==== Excerpt provided ====

In Zaporizhzhia, a crucial way station for tens of thousands of Ukrainians fleeing Mariupol, an 11-year-old boy was among at least three people wounded in a rocket attack that authorities said was the first to hit a residential area in the southern city since the war began. Shards of glass cut the boy’s leg to the bone.

The fresh attacks came as the UN chief Guterres surveyed the destruction in small towns outside the capital that saw some of the worst horrors of the first onslaught of the war. He condemned the atrocities committed in towns like Bucha, where evidence of mass killings of civilians was found after Russia withdrew in early April in the face of unexpectedly stiff resistance. “Wherever there is a war, the highest price is paid by civilians,” the U.N. chief lamented.

Separately, Ukraine’s prosecutor accused 10 Russian soldiers of being “involved in the torture of peaceful people” in Bucha. Prosecutor General Iryna Venediktova did not say her office had filed criminal charges, and she appealed to the public for help in gathering evidence. Russia denies it targets civilians.

====

Answer these questions from the excerpt on the war in Ukraine:
1. How old was the boy wounded in the rocket attack on Zaporizhzhia?
2. When did Russia withdraw from towns like Bucha?
3. How many Russian soldiers did Ukraine's prosecutor accuse of involvement in torture in Bucha?

==== Items ====

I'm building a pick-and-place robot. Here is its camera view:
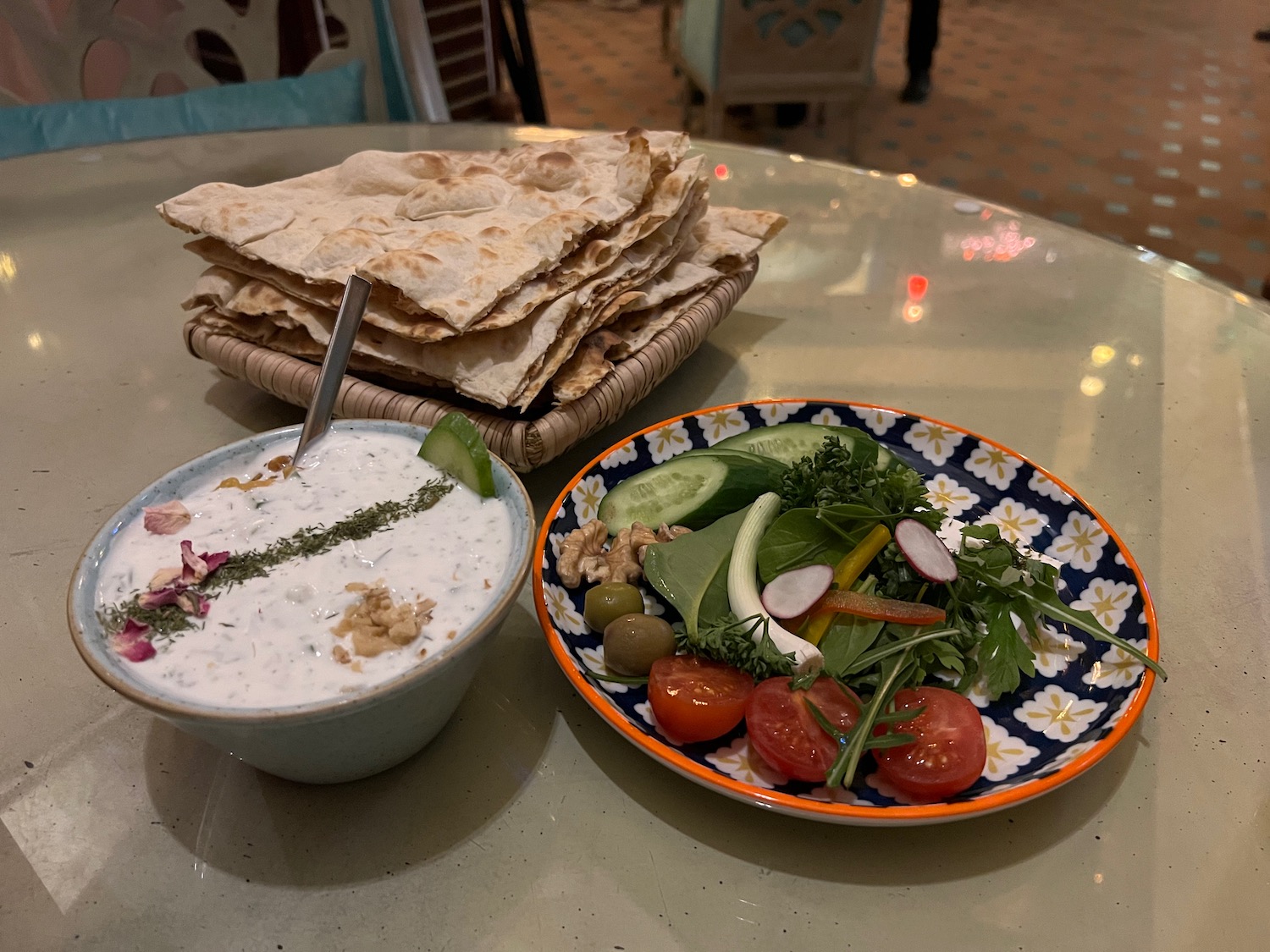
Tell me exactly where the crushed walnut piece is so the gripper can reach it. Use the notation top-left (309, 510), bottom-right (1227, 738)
top-left (216, 472), bottom-right (279, 493)
top-left (264, 456), bottom-right (300, 480)
top-left (332, 579), bottom-right (437, 664)
top-left (556, 520), bottom-right (609, 589)
top-left (556, 520), bottom-right (693, 589)
top-left (602, 526), bottom-right (644, 583)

====

• Complete answer:
1. 11 years old
2. Early April
3. 10